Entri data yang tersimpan
=-=-=-=-=

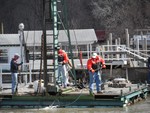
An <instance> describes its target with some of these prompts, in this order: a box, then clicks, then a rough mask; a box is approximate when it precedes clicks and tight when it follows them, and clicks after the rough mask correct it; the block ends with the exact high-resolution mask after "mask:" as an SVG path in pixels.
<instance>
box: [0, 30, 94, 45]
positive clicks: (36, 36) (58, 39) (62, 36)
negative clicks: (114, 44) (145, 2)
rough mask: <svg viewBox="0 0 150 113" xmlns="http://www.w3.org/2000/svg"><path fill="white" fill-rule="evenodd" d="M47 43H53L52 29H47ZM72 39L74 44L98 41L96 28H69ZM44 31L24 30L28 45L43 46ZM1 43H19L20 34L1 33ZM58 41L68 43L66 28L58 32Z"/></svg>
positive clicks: (77, 44)
mask: <svg viewBox="0 0 150 113" xmlns="http://www.w3.org/2000/svg"><path fill="white" fill-rule="evenodd" d="M46 32H47V34H50V35H49V36H47V43H48V44H52V43H53V35H52V32H53V31H52V30H47V31H46ZM69 33H70V40H71V44H72V45H83V44H92V43H94V42H97V37H96V34H95V31H94V29H75V30H69ZM41 35H42V31H40V30H39V31H24V38H25V42H26V44H27V46H33V45H34V46H41ZM0 40H1V41H0V45H19V44H20V40H19V34H0ZM58 42H60V43H61V44H62V45H64V44H68V43H69V41H68V37H67V34H66V32H65V30H60V31H59V33H58Z"/></svg>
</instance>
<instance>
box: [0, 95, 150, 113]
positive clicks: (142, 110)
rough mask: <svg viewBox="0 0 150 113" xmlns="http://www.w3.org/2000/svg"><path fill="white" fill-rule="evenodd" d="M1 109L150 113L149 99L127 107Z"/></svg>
mask: <svg viewBox="0 0 150 113" xmlns="http://www.w3.org/2000/svg"><path fill="white" fill-rule="evenodd" d="M56 107H57V106H51V107H45V108H41V109H1V110H0V113H150V97H148V98H147V99H146V100H144V101H141V102H138V103H136V104H134V105H132V106H128V107H123V108H122V107H108V108H104V107H96V108H56Z"/></svg>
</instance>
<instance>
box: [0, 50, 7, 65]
mask: <svg viewBox="0 0 150 113" xmlns="http://www.w3.org/2000/svg"><path fill="white" fill-rule="evenodd" d="M0 63H8V50H7V49H0Z"/></svg>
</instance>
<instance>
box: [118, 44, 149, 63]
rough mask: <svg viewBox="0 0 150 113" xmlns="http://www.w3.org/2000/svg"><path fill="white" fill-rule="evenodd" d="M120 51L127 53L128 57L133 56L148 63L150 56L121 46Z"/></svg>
mask: <svg viewBox="0 0 150 113" xmlns="http://www.w3.org/2000/svg"><path fill="white" fill-rule="evenodd" d="M118 49H120V50H121V51H125V52H126V53H127V54H128V55H132V56H133V57H134V58H135V59H137V58H138V59H140V60H143V61H147V59H148V57H149V55H147V54H144V53H142V52H140V51H137V50H133V49H131V48H128V47H121V46H118Z"/></svg>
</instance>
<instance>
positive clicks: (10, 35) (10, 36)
mask: <svg viewBox="0 0 150 113" xmlns="http://www.w3.org/2000/svg"><path fill="white" fill-rule="evenodd" d="M0 40H1V41H0V45H6V46H9V45H20V40H19V34H0Z"/></svg>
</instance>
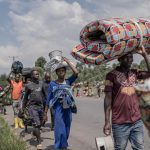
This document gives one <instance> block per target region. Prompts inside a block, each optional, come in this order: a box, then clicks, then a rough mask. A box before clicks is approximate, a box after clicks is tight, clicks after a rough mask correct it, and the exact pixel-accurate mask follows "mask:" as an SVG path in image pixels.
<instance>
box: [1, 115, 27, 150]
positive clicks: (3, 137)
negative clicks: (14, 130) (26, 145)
mask: <svg viewBox="0 0 150 150" xmlns="http://www.w3.org/2000/svg"><path fill="white" fill-rule="evenodd" d="M0 150H27V148H26V144H25V142H24V141H23V140H22V139H21V138H19V137H17V136H15V135H14V134H13V132H12V131H11V130H10V128H9V126H8V124H7V123H6V122H5V120H4V119H3V118H2V117H1V116H0Z"/></svg>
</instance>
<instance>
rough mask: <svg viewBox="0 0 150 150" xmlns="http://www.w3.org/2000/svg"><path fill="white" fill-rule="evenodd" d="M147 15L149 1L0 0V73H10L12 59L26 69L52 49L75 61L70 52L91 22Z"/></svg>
mask: <svg viewBox="0 0 150 150" xmlns="http://www.w3.org/2000/svg"><path fill="white" fill-rule="evenodd" d="M149 12H150V0H0V74H1V73H5V72H6V73H8V72H9V70H10V66H11V63H12V59H11V58H10V57H12V56H17V58H16V60H20V61H22V62H23V64H24V66H25V67H32V66H33V65H34V62H35V60H36V59H37V58H38V57H40V56H44V57H45V58H46V59H47V60H48V53H49V52H50V51H52V50H55V49H60V50H63V54H64V56H66V57H69V58H70V59H72V60H74V59H73V58H72V57H71V55H70V52H71V49H72V48H73V47H74V46H75V45H77V44H79V43H80V41H79V33H80V30H81V29H82V28H83V27H84V25H86V24H87V23H89V22H90V21H93V20H96V19H102V18H108V17H109V18H110V17H138V16H141V17H147V16H148V15H149ZM135 59H136V60H139V56H136V58H135Z"/></svg>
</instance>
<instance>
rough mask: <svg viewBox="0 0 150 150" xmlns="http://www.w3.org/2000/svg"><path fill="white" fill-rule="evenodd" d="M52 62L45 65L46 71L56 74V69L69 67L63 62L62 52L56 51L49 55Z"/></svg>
mask: <svg viewBox="0 0 150 150" xmlns="http://www.w3.org/2000/svg"><path fill="white" fill-rule="evenodd" d="M49 58H50V61H49V62H48V63H46V64H45V66H44V68H45V70H46V71H50V72H51V73H52V72H54V71H55V70H56V69H58V68H61V67H66V68H68V65H67V63H66V62H64V60H63V56H62V51H60V50H54V51H51V52H50V53H49Z"/></svg>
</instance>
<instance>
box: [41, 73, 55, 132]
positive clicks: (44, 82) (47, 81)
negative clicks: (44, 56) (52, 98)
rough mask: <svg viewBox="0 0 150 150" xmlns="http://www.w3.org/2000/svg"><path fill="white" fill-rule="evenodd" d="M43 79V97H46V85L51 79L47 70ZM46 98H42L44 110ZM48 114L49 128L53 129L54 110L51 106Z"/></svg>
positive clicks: (47, 93)
mask: <svg viewBox="0 0 150 150" xmlns="http://www.w3.org/2000/svg"><path fill="white" fill-rule="evenodd" d="M44 78H45V80H44V81H43V88H44V92H45V97H46V99H47V97H48V87H49V84H50V81H51V76H50V74H49V73H48V72H46V73H45V77H44ZM46 99H44V110H45V106H46ZM50 116H51V130H54V110H53V108H50Z"/></svg>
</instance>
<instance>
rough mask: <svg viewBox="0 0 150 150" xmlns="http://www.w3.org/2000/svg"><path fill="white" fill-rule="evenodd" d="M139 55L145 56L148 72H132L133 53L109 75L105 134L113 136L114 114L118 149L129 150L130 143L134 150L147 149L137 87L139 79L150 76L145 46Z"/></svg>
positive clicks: (110, 72)
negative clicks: (138, 97)
mask: <svg viewBox="0 0 150 150" xmlns="http://www.w3.org/2000/svg"><path fill="white" fill-rule="evenodd" d="M138 53H139V54H141V55H142V56H143V57H144V59H145V62H146V64H147V69H148V71H138V70H135V69H131V65H132V63H133V54H132V53H129V54H126V55H124V56H122V57H120V58H119V59H118V61H119V63H120V65H119V66H118V67H117V68H115V69H114V70H113V71H111V72H109V73H108V74H107V75H106V83H105V84H106V85H105V99H104V110H105V125H104V134H105V135H110V133H111V122H110V116H111V115H110V114H111V111H112V131H113V137H114V143H115V150H125V149H126V146H127V143H128V141H130V143H131V147H132V149H138V150H143V149H144V140H143V134H144V131H143V122H142V120H141V114H140V110H139V102H138V97H137V95H136V92H135V88H134V85H135V84H136V82H137V79H146V78H148V77H150V58H149V56H148V54H147V52H146V50H145V48H144V46H142V47H141V49H139V50H138Z"/></svg>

=-=-=-=-=

Tampilkan setiap baris materi di atas yang memuat kata "follows". Huruf besar dan kecil harus sama persis.

An <instance> describes its target with some of these prompts, in this order: a box, then clicks, then a rough mask; a box is approximate when it precedes clicks and tight when it follows them, and clicks after the rough mask correct it; the block ends with the exact high-resolution mask after "mask:" as an SVG path in pixels.
This document gives one <instance> block per target region. Prompts inside a block, each optional, come in this order: a box, then clicks, then a rough mask. A box before clicks is approximate, a box after clicks is tight, clicks after a rough mask correct it, and the exact pixel-accurate mask follows "mask:" as an SVG path in image pixels.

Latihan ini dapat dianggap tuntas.